#### AVAILABLE RECORDS
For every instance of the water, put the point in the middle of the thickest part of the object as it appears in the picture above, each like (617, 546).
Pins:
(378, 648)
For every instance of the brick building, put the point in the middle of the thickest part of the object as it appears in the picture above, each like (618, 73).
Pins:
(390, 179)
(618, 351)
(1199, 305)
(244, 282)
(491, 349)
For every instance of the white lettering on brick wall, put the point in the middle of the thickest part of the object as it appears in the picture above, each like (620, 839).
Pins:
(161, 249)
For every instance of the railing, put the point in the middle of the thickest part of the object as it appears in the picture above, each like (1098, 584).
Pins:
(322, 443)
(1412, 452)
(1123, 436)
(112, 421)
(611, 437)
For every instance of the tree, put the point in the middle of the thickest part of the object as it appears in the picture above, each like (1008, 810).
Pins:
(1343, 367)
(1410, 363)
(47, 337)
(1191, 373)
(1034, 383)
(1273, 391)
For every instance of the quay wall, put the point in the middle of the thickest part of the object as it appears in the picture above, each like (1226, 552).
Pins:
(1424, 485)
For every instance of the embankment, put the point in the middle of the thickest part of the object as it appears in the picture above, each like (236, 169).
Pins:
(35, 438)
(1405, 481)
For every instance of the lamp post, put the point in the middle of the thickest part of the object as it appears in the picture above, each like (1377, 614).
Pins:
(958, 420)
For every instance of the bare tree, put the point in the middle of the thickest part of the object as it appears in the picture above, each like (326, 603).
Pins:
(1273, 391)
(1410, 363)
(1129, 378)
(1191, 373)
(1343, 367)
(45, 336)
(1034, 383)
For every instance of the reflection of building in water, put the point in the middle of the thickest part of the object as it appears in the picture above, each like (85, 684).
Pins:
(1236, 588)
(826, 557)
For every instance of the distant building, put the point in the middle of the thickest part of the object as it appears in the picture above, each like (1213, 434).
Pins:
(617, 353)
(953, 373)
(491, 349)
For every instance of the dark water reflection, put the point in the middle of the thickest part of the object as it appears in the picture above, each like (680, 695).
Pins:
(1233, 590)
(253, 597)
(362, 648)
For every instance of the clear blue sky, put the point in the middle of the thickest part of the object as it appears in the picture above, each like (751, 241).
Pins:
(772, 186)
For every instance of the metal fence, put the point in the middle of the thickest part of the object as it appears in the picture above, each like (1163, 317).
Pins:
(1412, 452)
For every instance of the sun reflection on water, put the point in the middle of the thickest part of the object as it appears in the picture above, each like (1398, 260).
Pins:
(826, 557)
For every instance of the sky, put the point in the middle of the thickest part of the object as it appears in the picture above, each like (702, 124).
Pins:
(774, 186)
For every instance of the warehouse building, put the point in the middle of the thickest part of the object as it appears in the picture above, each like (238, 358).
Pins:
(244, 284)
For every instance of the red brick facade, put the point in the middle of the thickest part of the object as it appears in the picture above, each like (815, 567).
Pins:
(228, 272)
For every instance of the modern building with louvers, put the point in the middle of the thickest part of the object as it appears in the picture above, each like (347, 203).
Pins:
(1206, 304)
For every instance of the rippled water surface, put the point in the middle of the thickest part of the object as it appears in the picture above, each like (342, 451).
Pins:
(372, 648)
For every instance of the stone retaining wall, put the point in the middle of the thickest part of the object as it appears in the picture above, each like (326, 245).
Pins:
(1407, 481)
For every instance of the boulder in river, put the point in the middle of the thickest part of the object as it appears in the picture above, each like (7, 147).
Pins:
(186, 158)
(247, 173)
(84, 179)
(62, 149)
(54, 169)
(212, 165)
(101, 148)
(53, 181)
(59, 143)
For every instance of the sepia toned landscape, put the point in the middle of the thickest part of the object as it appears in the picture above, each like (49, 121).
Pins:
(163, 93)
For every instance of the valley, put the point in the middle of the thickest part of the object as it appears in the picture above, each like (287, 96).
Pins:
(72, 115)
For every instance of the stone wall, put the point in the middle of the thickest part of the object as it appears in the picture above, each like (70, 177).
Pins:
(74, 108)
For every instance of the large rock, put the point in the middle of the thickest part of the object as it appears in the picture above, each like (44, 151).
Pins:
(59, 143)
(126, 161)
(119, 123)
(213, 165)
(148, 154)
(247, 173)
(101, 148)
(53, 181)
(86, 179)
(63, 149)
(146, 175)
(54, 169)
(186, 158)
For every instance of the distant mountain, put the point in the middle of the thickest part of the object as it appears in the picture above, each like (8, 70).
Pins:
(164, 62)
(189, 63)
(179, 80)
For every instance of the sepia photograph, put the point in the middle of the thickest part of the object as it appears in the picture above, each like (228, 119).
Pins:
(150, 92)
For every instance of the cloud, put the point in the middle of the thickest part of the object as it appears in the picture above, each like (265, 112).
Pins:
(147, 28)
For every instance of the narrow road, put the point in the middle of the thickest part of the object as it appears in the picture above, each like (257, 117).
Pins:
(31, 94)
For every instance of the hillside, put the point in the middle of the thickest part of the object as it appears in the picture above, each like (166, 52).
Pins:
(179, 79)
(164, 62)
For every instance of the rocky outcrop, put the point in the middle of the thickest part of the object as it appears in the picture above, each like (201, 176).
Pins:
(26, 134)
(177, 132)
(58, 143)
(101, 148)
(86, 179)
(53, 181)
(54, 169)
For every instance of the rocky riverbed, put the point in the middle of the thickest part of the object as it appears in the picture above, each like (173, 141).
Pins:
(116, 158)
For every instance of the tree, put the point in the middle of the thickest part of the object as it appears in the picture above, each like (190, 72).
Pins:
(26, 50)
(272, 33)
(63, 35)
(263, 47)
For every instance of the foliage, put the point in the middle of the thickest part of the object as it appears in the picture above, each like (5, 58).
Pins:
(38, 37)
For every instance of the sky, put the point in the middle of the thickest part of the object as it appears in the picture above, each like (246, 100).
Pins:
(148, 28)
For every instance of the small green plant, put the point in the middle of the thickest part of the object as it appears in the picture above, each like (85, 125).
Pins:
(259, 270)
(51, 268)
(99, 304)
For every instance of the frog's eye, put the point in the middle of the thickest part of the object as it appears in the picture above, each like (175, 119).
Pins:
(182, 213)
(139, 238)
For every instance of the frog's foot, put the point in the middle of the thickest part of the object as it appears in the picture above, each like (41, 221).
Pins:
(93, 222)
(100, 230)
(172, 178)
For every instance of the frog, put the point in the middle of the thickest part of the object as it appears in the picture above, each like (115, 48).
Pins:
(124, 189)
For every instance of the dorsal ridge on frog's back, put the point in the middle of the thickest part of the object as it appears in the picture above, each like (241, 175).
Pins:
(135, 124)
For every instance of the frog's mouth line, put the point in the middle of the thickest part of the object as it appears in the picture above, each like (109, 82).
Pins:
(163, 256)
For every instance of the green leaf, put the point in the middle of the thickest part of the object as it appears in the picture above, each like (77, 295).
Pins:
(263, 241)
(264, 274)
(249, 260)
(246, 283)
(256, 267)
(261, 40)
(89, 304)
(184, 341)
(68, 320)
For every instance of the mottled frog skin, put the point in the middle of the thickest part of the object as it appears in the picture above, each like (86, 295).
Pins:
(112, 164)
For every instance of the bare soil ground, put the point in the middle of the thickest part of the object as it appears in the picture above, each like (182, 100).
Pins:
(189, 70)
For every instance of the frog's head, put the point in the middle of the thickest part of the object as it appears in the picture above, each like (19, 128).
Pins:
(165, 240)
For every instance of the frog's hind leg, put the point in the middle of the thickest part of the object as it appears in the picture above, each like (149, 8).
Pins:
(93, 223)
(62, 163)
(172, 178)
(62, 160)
########
WHAT THIS TASK INVOLVES: Set down only these lines, exactly: the one containing "For every instance of the frog, put" and each line after it through the end of the entries above.

TASK SOLUTION:
For every instance of the frog, put the point in the middle of the thickest part of the object as it appears in the picture above, each like (115, 48).
Pins:
(124, 189)
For every instance of the dorsal ridge on frog's back, put the point in the middle of the thickest part of the object as it appears in the picture above, each like (241, 175).
Pins:
(135, 124)
For every instance of the frog's mouth line, put the point in the middle of the thickest part of the object as it appears in the picture above, each like (109, 82).
Pins:
(163, 256)
For every instance of the green leaf, put the point in the middle of the thickest part of the object as it appears in the picture above, each like (77, 295).
Pins:
(263, 241)
(264, 274)
(249, 260)
(246, 283)
(256, 267)
(261, 40)
(89, 304)
(184, 341)
(68, 320)
For every instance of the mottled frog skin, put the point in the middle of the thickest part of the object as it appears in the picture above, each like (86, 295).
Pins:
(112, 164)
For every instance of the bare soil ground, put the point in the middle of the thickest part of the object as it appears in the picture above, each like (182, 100).
Pins:
(189, 70)
For every instance of the frog's head, put the point in the middle of the thickest part of the object as it appears in the picture above, each like (19, 128).
Pins:
(165, 240)
For every instance of the frog's hind leg, put the point in the middle of the thickest part of the object as it appears in the picture above, each like (149, 8).
Pins:
(93, 223)
(62, 163)
(172, 178)
(62, 160)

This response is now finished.